> **Exercise details**: Drawing on the biography of Martin Archer Flavin below, explain why he left college and what he did afterward.
*** Opening Extracted text ***
Martin Archer Flavin (November 2, 1883 – December 27, 1967) was an American playwright and novelist. His novel Journey in the Dark received both the Harper Prize for 1943 and a Pulitzer Prize for 1944. He was one of the few writers to receive a Pulitzer for a play and a novel. His play, The Criminal Code was produced on Broadway in 1929 and was the basis for the motion picture The Criminal Code. He had two other hits, Broken Dishes, and Cross Roads, on Broadway.

Early life

Flavin was born on November 2, 1883, in San Francisco, California. He grew up in Chicago and was a Sigma Chi at the University of Chicago, which he attended from 1903 to 1905. 

He was an army cavalryman during World War I and enjoyed riding for most of his life. Flavin was married three times, to Daphne Virginia Springer in 1914, Sarah Keese Arnold in 1919, and Cornelia Clampett in 1949. He had three children.

Career

Flavin left college to work as a reporter on a Chicago newspaper. He then took over the family's business called the American Wallpaper Company. He wrote plays while working there. 

He came to Carmel-by-the-Sea, California in the 1920s. He and playwrights Perry Newberry, and Ira Remsen produced original dramas at the Carmel Arts and Crafts Club theater at that time. 

Flavin then won a Harper Prize for his play, The Criminal Code. By 1929, he had three plays running on Broadway. He wrote the novels Journey in the Dark, that received both the Harper Prize in 1943 and a Pulitzer Prize in 1944. He was the oldest writer to win the $10,000 Harper prize. Other novels included: Mr. Littlejohn (1940), Corporal Cat (1941), 'The Enchanted (1947), Cameron Hill (1957), Black and White (1950), and Red Poppies and White Marble (1962).

Flavin moved to Carmel Highlands during the Great Depression to build a home on Yankee Point south of Point Lobos. He also owned a  ranch in the Cachagua area in upper Carmel Valley. 

Death

Flavin died at the Carmel Community Hospital on December 27, 1967, in Carmel-by-the-Sea at the age of 84.

Novels

 Mr. Littlejohn (1940)
 Corporal Cat (1941)
 Journey in the Dark (1943)
 The Enchanted (1947)
 Cameron Hill (1957)
*** Closing Extracted text ***
*** Opening Data provided ***
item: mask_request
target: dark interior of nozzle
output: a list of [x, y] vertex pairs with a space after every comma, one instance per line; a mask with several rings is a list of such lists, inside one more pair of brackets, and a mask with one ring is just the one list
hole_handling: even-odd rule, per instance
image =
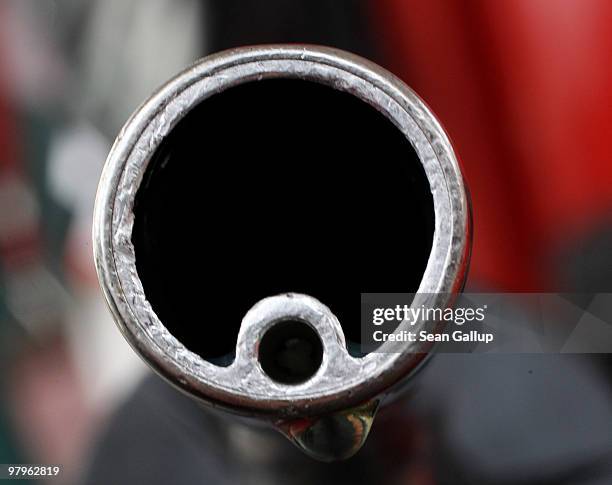
[[297, 320], [272, 326], [262, 337], [259, 364], [282, 384], [299, 384], [314, 376], [323, 360], [323, 344], [315, 330]]
[[147, 299], [189, 350], [227, 365], [261, 298], [306, 293], [359, 354], [360, 293], [415, 292], [434, 231], [411, 144], [360, 99], [254, 81], [192, 109], [152, 157], [132, 240]]

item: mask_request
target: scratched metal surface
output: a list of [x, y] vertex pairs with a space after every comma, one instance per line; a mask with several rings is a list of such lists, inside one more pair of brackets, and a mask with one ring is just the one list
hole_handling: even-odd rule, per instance
[[[346, 351], [340, 323], [325, 305], [307, 295], [271, 295], [244, 317], [234, 363], [218, 367], [187, 350], [152, 310], [136, 272], [131, 242], [134, 197], [150, 156], [181, 117], [205, 98], [237, 84], [273, 77], [310, 80], [351, 93], [387, 116], [412, 143], [424, 166], [435, 211], [433, 247], [418, 290], [422, 295], [414, 306], [444, 306], [448, 294], [460, 288], [469, 258], [471, 222], [457, 159], [434, 115], [395, 76], [343, 51], [306, 45], [225, 51], [176, 76], [132, 115], [108, 156], [94, 215], [96, 269], [114, 319], [133, 348], [184, 392], [213, 406], [276, 418], [331, 412], [382, 395], [417, 368], [428, 347], [418, 342], [387, 343], [396, 347], [355, 358]], [[200, 314], [205, 318], [205, 304]], [[263, 332], [288, 317], [309, 322], [324, 344], [320, 369], [299, 385], [271, 380], [256, 355]]]

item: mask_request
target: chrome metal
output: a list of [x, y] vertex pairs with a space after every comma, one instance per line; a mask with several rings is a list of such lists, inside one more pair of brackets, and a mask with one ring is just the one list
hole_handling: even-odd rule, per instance
[[[134, 198], [151, 155], [205, 98], [241, 83], [278, 77], [323, 83], [356, 96], [388, 117], [413, 145], [435, 211], [433, 246], [414, 306], [450, 304], [452, 293], [463, 285], [470, 248], [469, 201], [451, 143], [423, 101], [381, 67], [336, 49], [256, 46], [207, 57], [157, 91], [121, 130], [100, 180], [93, 239], [101, 287], [125, 338], [160, 375], [203, 403], [274, 422], [378, 401], [409, 377], [429, 350], [427, 344], [415, 342], [399, 351], [352, 357], [342, 327], [325, 302], [301, 294], [270, 295], [245, 315], [234, 363], [219, 367], [187, 350], [147, 301], [131, 234]], [[201, 313], [206, 314], [204, 304]], [[263, 332], [289, 318], [309, 323], [324, 347], [319, 370], [297, 385], [273, 381], [257, 359]]]

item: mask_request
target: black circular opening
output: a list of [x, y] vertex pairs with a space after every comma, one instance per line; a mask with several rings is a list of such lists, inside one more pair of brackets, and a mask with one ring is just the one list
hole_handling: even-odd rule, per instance
[[270, 328], [259, 343], [259, 364], [271, 379], [299, 384], [310, 379], [323, 360], [323, 344], [314, 329], [286, 320]]
[[189, 350], [234, 359], [260, 299], [311, 295], [360, 353], [360, 293], [414, 293], [434, 232], [410, 142], [352, 94], [297, 79], [215, 94], [151, 156], [132, 241], [148, 301]]

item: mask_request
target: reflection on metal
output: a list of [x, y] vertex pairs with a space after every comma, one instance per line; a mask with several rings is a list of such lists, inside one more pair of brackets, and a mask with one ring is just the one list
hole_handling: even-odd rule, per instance
[[[360, 57], [313, 46], [249, 47], [210, 56], [180, 73], [138, 109], [119, 134], [100, 181], [94, 216], [96, 268], [117, 325], [160, 375], [200, 402], [272, 424], [285, 423], [283, 432], [315, 458], [344, 458], [361, 447], [378, 403], [414, 373], [430, 344], [409, 343], [400, 352], [353, 357], [340, 322], [325, 302], [307, 295], [271, 295], [245, 315], [236, 358], [221, 367], [190, 352], [168, 332], [147, 301], [136, 271], [131, 241], [134, 199], [161, 141], [205, 98], [241, 83], [278, 77], [348, 92], [374, 106], [411, 142], [427, 176], [435, 212], [433, 245], [418, 290], [422, 296], [413, 304], [451, 304], [449, 294], [461, 290], [466, 276], [470, 210], [446, 134], [418, 96], [389, 72]], [[263, 334], [287, 320], [310, 325], [323, 345], [320, 367], [298, 384], [274, 381], [258, 360]]]
[[280, 421], [277, 428], [304, 453], [320, 461], [350, 458], [363, 444], [379, 401], [315, 418]]

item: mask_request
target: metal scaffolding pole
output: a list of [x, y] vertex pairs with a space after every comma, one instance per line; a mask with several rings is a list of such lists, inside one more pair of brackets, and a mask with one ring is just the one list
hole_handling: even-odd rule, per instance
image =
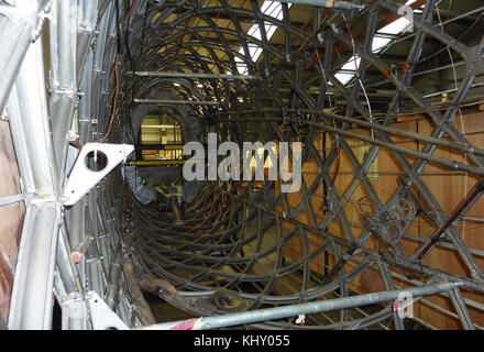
*** Closing Data provided ***
> **Written response**: Flavin left college to work as a reporter on a Chicago newspaper. He then took over his family's business, the American Wallpaper Company, and wrote plays while working there.